Exercices:
- a) Dans l'extrait, relevez les personnes que le Président de la République consulte avant de prendre des mesures exceptionnelles selon l'article 96.
- b) Veuillez reprendre à l'identique le passage de l'extrait qui s'ouvre sur les mots contenant « Le Président de la République ne peut cumuler » et se clôt sur « des forces armées. ».

Extrait affiché:
═══
Si ce serment ne peut être prêté devant l'Assemblée des représentants du peuple et le Conseil national des régions et des districts, quelle qu’en soit la raison, le Président de la République le prête devant la Cour constitutionnelle.

Le Président de la République ne peut cumuler ses fonctions avec aucune autre responsabilité partisane.

Article 93[modifier]

Le siège officiel de la Présidence de la République est fixé à la capitale, Tunis. Il peut être transféré provisoirement, dans les circonstances exceptionnelles, en tout autre lieu du territoire de la République.

Article 94[modifier]

Le Président de la République est le chef suprême des forces armées.

Article 95[modifier]

Le Président de la République accrédite les représentants diplomatiques auprès des puissances étrangères. Les représentants diplomatiques des puissances étrangères sont accrédités auprès de lui.

Article 96[modifier]

En cas de péril imminent menaçant les institutions de la République, la sécurité et l'indépendance du pays, et entravant le fonctionnement régulier des pouvoirs publics, le Président de la République peut prendre les mesures exceptionnelles nécessitées par les circonstances, après consultation du Chef du Gouvernement, du Président de l'Assemblée des représentants du peuple et du Président du Conseil national des régions et des districts. Il adresse à ce sujet un message au peuple.

Dans ce cas, le Président de la République ne peut ni dissoudre l’une ou les deux assemblées, ni déposer une motion de censure contre le Gouvernement.

Ces mesures cessent d'avoir effet dès qu'auront pris fin les circonstances qui les ont engendrées. Le Président de la République adresse, à ce sujet, un message au peuple, à l'Assemblée des représentants du peuple et au Conseil national des régions et des districts.
═══
Données enregistrées:
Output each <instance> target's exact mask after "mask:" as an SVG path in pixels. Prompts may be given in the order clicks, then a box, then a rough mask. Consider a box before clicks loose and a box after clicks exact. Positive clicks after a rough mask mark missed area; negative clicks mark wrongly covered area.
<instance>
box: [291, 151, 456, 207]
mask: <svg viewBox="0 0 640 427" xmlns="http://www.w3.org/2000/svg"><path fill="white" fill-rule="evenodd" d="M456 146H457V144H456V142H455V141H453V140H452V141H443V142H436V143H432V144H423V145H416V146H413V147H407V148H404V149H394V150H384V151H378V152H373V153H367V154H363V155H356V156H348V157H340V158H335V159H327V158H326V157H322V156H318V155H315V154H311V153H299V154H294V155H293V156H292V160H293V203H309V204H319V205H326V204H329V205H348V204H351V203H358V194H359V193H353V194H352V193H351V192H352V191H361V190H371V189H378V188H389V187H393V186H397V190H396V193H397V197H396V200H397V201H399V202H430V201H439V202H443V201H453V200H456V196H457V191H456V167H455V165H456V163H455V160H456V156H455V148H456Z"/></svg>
═══
Corrigé:
- a)
- le Chef du Gouvernement
- le Président de l'Assemblée des représentants du peuple
- le Président du Conseil national des régions et des districts

- b)
Le Président de la République ne peut cumuler ses fonctions avec aucune autre responsabilité partisane.

Article 93[modifier]

Le siège officiel de la Présidence de la République est fixé à la capitale, Tunis. Il peut être transféré provisoirement, dans les circonstances exceptionnelles, en tout autre lieu du territoire de la République.

Article 94[modifier]

Le Président de la République est le chef suprême des forces armées.